Go through the items below and report every line that contains the word "negative".

[[ TASK DATA open ]]

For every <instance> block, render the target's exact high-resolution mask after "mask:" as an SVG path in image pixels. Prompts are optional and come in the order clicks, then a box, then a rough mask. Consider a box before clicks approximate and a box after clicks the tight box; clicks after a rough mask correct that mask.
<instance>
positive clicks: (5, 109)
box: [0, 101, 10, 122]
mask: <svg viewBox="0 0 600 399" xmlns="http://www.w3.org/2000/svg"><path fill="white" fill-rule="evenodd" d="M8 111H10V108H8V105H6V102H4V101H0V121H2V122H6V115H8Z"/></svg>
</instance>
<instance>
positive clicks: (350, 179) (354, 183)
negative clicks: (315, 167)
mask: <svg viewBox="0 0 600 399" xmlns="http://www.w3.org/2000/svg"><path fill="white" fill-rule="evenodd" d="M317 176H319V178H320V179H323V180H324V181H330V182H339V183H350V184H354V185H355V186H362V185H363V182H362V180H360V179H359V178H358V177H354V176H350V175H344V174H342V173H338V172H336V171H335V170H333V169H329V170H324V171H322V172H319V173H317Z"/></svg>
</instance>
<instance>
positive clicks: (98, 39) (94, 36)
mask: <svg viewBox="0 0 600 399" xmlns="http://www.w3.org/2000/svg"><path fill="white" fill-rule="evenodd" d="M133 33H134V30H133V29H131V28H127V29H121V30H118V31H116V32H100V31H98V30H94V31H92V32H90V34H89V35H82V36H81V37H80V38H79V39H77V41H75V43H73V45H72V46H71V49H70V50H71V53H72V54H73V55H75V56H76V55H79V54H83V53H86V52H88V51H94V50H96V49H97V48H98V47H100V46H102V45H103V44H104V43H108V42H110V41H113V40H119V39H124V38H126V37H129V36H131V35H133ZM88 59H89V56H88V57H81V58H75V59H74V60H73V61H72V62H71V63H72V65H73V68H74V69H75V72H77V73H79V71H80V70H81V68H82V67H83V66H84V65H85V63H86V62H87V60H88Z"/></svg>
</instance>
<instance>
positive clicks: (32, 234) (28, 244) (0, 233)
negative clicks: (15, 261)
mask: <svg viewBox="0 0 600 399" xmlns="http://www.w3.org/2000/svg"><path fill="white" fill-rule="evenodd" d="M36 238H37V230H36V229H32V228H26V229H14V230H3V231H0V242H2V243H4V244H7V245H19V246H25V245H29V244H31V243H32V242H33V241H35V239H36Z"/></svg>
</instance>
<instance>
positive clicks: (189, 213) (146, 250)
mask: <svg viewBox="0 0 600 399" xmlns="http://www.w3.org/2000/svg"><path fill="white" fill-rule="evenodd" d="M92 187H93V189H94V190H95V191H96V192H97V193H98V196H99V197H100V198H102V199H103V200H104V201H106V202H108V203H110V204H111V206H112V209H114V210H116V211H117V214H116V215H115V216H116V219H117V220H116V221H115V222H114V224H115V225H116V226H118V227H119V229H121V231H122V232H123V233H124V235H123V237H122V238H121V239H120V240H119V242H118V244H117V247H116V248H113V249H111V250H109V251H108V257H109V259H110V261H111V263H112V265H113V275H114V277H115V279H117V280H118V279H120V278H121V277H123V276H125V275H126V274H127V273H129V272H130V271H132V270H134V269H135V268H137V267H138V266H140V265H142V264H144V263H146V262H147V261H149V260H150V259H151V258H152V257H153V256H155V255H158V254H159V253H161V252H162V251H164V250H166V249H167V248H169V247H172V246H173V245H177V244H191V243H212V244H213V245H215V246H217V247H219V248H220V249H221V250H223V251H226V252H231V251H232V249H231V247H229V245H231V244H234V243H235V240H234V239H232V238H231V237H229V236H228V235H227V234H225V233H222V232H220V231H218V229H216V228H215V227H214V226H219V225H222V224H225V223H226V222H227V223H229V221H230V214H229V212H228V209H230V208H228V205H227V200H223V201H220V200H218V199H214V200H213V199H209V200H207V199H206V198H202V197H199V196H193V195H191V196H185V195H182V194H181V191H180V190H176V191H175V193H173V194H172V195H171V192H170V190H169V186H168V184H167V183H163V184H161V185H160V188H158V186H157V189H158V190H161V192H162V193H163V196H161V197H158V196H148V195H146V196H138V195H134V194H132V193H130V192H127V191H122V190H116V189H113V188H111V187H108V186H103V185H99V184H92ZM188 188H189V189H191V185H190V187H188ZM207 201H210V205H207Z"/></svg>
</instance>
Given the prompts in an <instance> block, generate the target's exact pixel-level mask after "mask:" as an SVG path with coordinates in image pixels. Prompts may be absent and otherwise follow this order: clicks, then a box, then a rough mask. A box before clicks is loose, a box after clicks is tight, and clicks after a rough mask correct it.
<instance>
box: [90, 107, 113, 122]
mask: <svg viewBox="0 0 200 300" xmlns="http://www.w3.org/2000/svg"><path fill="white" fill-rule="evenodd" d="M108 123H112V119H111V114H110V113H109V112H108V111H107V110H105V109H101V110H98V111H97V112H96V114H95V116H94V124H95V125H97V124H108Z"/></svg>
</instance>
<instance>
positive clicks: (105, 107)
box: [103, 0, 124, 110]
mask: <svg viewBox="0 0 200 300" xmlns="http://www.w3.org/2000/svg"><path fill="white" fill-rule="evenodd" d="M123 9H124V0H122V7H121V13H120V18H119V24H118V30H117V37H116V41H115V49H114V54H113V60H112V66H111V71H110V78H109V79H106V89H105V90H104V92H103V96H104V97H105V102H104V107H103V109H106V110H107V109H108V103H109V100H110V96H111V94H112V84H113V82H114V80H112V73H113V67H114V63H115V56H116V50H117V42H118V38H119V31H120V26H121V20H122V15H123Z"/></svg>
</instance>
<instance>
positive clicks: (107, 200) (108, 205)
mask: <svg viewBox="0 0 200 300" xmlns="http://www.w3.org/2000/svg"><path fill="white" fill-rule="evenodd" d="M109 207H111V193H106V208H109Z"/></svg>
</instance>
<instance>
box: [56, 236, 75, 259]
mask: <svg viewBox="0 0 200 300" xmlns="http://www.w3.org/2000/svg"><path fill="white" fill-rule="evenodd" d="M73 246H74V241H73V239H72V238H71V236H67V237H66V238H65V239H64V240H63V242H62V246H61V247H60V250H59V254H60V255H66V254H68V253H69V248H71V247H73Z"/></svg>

[[ TASK DATA closed ]]

◆ **REPLY**
negative clicks: (315, 167)
negative clicks: (15, 261)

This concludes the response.